WHAT YOU ARE ASKED TO DO -
Quote every one of the entries below word for word, leaving the pictures out.

(Point labeling data based on photos)
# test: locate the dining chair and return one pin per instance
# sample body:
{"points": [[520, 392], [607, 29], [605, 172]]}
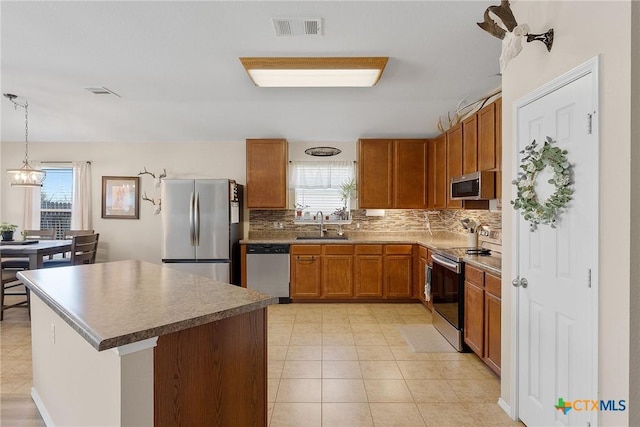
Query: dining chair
{"points": [[70, 233], [11, 282], [23, 263], [84, 248]]}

RESULT OF THE TASK -
# test: locate the dining chair and return one pin per instance
# sample body:
{"points": [[520, 392], [607, 29], [605, 172]]}
Query: dining chair
{"points": [[70, 233], [11, 282], [23, 263], [84, 248]]}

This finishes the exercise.